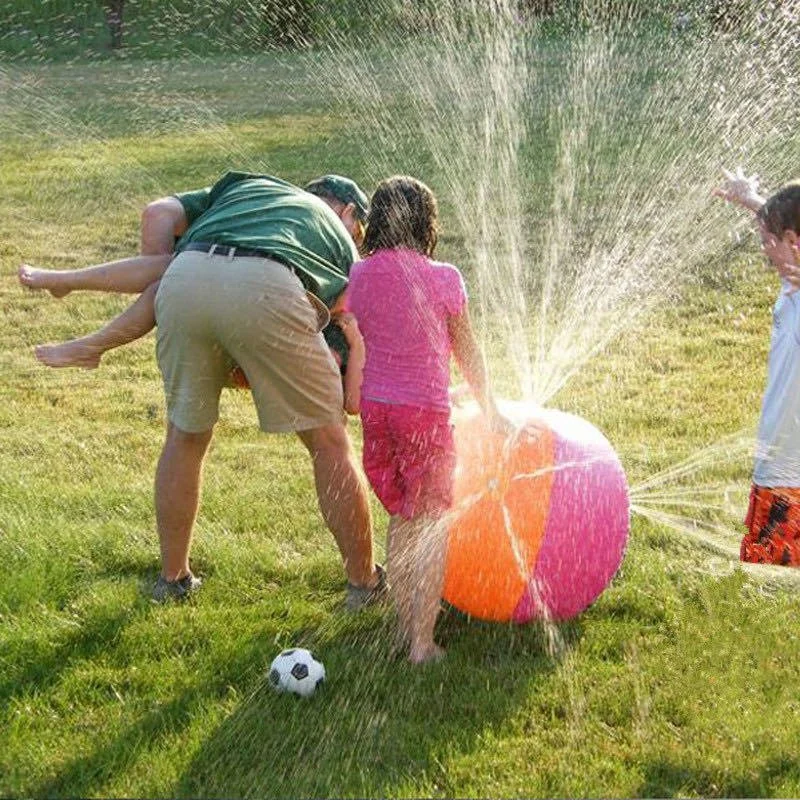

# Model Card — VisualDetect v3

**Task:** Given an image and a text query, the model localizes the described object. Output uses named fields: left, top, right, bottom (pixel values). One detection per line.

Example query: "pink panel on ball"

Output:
left=513, top=409, right=630, bottom=622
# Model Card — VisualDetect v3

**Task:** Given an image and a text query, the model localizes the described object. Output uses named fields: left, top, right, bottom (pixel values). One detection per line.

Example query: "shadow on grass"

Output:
left=172, top=612, right=579, bottom=797
left=636, top=755, right=800, bottom=797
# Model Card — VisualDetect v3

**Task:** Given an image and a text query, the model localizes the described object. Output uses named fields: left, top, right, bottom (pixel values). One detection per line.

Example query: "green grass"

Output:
left=0, top=40, right=800, bottom=797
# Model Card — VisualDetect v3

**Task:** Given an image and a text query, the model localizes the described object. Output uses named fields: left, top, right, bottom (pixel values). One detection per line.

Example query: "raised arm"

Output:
left=713, top=167, right=766, bottom=214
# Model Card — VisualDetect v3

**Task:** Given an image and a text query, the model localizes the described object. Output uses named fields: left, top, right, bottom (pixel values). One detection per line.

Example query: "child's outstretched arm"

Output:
left=34, top=282, right=158, bottom=369
left=447, top=306, right=513, bottom=433
left=713, top=167, right=766, bottom=214
left=17, top=253, right=172, bottom=297
left=333, top=311, right=366, bottom=414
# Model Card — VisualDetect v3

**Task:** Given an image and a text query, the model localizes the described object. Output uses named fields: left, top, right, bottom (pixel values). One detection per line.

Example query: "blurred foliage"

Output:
left=0, top=0, right=798, bottom=61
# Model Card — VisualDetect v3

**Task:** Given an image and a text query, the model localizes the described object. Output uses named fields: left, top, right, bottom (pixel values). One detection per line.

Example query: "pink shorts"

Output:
left=361, top=399, right=456, bottom=519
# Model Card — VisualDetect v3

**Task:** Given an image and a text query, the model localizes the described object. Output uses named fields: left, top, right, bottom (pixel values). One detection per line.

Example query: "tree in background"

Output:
left=100, top=0, right=125, bottom=50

----

WORK TO DO
Display every line of the rows above that contains the word "pink". Case counts.

TASK OUTPUT
Example query: "pink panel on ball"
Example query: "pink shorts"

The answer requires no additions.